• WORK TO DO: Gather every line in the items that contains the string "measured", and treat uppercase and lowercase as different.

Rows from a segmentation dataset
* * * * *
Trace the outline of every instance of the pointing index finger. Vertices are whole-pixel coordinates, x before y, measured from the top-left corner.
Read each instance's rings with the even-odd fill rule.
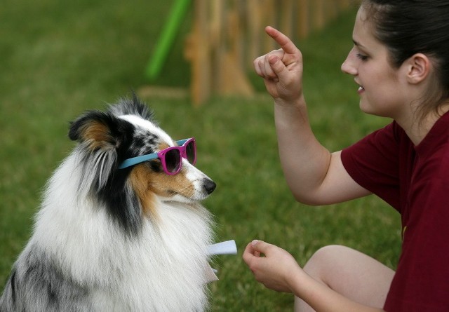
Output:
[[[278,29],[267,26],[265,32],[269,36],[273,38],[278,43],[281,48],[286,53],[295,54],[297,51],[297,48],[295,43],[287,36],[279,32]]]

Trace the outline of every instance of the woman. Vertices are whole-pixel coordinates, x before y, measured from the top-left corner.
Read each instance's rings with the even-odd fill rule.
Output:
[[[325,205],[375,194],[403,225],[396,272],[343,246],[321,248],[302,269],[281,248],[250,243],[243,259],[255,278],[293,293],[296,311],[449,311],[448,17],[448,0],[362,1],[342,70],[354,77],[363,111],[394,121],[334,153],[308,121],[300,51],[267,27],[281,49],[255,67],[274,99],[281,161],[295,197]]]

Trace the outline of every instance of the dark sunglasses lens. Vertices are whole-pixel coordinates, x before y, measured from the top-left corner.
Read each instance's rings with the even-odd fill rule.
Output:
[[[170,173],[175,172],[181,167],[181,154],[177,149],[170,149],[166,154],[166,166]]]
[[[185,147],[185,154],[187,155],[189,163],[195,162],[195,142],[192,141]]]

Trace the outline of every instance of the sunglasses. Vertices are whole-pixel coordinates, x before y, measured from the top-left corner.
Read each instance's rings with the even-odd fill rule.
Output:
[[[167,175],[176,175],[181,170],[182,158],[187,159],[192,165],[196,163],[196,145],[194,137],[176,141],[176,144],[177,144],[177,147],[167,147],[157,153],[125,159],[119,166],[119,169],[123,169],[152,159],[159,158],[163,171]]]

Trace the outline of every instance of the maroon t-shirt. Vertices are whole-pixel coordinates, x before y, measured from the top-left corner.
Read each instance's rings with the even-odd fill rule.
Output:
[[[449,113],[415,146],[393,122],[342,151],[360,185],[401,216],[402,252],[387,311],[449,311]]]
* * * * *
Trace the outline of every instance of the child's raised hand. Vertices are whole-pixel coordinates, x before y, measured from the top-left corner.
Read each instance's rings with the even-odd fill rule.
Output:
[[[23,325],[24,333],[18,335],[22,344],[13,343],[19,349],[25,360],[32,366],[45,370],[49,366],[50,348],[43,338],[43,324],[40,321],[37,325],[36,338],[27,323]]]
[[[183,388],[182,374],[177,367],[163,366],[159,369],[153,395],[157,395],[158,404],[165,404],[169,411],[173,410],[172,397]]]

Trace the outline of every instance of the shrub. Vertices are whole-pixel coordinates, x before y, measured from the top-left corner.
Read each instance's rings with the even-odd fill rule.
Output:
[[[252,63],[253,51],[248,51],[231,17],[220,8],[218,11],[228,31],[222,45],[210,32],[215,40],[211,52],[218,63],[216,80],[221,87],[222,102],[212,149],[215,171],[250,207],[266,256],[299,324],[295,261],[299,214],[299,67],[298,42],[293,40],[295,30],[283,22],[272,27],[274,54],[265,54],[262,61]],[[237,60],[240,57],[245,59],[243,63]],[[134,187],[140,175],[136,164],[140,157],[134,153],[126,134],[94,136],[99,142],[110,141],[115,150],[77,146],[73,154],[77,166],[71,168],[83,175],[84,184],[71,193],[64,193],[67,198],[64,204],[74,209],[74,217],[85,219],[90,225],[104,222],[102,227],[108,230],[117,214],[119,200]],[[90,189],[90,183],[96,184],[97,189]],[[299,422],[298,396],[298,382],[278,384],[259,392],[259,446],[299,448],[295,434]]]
* * * * *
• EXERCISE RESULT:
Trace the outline of every instance of the pointing index finger. Vertices are whole-pixel coordinates, x before y, measured from the top-left corner.
Trace the outline of every instance of the woman. Vertices are whole-pixel coordinates, x before y, measured from the top-left corner.
Trace the outline of every instance of the dark sunglasses lens. Vertices are whole-pixel coordinates, x before y, measured from the top-left corner.
Trace the outline of every instance of the sunglasses. Vertices are whole-pixel coordinates, x before y, measured from the top-left corner.
Trace the outline of every instance of the maroon t-shirt. Vertices are whole-pixel coordinates, x before y, measured from the top-left corner.
Trace the outline of every instance of the child's raised hand. Vertices are whole-pixel coordinates, x before y, measured from the top-left corner.
Trace the outline of every instance of the shrub. Vertices are whole-pixel coordinates, x before y, measured from the top-left corner.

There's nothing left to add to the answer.